─── TEXTAUSZUG ───
Sollte die SPD-Basis einer Neuauflage der Großen Koalition zustimmen, könnte der kommissarische SPD-Chef Olaf Scholz künftig mit Angela Merkel und Horst Seehofer gemeinsam am Kabinettstisch in Berlin sitzen. Beim politischen Aschermittwoch der SPD im niederbayerischen Vilshofen, bedachte er die beiden dennoch mit einer spöttischen Bemerkung: "Nicht nur ein bayerischer Politiker hat wohl den Zenit seiner politischen Karriere überschritten, sondern wohl auch eine Frau aus dem Norden", sagte er vor rund 2.000 Menschen im Festzelt.
─── MATERIALAUSZÜGE ───
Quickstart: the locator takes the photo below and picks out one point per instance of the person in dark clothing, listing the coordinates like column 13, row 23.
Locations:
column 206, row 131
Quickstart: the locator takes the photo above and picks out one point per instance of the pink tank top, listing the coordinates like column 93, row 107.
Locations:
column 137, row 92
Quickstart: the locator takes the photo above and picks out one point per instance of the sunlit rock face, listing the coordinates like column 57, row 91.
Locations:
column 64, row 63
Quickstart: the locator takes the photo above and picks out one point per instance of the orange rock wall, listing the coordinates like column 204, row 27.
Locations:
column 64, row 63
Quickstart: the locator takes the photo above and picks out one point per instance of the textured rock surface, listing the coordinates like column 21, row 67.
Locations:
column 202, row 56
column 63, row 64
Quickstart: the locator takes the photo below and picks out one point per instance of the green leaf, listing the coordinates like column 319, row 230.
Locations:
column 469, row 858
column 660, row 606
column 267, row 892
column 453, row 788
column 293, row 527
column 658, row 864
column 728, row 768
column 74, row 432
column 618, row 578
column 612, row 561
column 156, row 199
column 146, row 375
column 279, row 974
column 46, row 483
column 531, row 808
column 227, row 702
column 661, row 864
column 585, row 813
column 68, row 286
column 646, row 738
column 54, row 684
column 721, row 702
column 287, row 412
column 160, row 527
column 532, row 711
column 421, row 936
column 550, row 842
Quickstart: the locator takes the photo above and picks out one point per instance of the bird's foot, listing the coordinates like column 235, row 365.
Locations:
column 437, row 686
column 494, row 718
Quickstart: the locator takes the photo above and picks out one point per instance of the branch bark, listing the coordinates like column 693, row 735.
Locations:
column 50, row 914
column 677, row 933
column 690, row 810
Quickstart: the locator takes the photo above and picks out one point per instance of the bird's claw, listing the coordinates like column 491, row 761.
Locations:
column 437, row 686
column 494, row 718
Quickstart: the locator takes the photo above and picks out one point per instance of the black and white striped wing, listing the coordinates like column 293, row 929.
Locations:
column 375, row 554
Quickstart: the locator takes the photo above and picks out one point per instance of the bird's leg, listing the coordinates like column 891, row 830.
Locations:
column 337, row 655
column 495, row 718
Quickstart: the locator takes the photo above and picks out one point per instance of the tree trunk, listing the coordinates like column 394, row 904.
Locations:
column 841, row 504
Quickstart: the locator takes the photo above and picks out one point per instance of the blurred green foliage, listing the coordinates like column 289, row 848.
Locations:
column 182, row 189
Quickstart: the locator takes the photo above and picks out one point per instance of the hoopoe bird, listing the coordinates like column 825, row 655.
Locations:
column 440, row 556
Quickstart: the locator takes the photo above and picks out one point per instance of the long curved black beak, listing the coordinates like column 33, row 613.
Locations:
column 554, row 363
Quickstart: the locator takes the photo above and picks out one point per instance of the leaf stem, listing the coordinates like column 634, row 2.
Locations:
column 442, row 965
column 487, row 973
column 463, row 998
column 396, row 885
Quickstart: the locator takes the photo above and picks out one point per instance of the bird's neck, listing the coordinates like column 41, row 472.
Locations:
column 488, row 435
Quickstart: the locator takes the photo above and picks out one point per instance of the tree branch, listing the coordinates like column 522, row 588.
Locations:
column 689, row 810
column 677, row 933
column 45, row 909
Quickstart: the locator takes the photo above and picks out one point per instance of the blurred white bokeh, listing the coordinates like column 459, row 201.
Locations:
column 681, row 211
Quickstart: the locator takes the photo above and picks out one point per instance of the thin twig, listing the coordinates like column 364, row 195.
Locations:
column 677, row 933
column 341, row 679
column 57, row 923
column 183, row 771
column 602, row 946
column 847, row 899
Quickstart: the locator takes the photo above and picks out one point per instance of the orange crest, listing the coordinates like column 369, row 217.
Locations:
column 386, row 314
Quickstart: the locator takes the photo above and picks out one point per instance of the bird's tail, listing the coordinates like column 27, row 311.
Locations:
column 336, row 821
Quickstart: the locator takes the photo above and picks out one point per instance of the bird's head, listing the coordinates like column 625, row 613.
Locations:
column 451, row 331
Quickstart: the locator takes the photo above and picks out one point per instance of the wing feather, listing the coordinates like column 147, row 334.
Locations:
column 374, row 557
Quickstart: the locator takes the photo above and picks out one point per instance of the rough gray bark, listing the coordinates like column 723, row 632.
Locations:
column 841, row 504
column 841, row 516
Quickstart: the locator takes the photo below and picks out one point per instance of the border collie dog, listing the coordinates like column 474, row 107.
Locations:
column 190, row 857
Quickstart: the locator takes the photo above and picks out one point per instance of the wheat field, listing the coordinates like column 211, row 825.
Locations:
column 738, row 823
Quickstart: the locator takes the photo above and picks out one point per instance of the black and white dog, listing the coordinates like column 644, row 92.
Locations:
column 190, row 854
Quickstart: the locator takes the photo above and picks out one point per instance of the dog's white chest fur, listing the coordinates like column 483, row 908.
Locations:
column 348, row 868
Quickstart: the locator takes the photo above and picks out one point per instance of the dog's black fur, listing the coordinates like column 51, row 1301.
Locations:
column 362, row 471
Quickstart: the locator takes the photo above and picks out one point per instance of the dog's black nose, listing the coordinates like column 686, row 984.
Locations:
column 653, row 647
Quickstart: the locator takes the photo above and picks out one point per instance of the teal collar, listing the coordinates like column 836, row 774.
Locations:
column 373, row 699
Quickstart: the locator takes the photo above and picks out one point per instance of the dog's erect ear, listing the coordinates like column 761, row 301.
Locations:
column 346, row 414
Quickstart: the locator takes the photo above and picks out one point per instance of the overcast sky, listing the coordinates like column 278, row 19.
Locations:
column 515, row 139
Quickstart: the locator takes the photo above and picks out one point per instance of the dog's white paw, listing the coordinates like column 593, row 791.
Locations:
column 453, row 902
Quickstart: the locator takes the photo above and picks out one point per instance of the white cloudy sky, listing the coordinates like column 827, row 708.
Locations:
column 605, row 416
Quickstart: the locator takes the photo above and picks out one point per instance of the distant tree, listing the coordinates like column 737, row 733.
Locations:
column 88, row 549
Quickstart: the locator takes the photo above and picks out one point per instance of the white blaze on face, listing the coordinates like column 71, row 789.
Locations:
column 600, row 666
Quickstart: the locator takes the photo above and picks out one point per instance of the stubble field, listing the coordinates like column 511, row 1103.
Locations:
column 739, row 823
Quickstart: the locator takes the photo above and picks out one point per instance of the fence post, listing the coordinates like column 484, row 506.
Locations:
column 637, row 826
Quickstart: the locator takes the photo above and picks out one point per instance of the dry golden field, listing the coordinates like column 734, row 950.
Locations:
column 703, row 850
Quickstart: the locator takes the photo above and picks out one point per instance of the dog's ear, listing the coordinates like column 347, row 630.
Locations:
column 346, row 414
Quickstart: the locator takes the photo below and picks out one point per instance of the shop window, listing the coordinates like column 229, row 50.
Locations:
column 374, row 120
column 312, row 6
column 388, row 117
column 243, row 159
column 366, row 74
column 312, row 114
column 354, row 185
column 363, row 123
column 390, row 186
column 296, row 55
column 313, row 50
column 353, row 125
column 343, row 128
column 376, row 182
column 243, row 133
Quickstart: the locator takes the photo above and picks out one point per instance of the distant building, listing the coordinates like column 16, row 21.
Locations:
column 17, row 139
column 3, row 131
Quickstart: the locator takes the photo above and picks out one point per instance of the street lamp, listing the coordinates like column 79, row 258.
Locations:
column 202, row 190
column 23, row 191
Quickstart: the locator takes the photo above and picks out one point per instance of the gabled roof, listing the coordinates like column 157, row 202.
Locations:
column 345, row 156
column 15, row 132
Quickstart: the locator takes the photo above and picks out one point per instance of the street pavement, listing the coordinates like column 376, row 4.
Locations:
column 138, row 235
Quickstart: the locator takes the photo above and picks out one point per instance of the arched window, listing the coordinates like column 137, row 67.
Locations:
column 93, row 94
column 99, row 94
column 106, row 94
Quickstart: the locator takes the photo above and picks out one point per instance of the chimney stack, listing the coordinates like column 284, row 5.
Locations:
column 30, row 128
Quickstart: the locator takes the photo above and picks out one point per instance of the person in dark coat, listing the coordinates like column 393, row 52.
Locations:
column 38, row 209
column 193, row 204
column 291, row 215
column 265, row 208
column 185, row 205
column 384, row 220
───
(AUFGABE)
Beantworte diese Fragen zum Textauszug:
(a) Mit wem könnte Olaf Scholz künftig am Kabinettstisch in Berlin sitzen?
(b) Wo fand der politische Aschermittwoch der SPD statt?
(c) Vor wie vielen Menschen sprach Scholz im Festzelt?
Das Material hat mit dem Textauszug nichts zu tun.

(LÖSUNG)
(a) Mit Angela Merkel und Horst Seehofer.
(b) Im niederbayerischen Vilshofen.
(c) Vor rund 2.000 Menschen.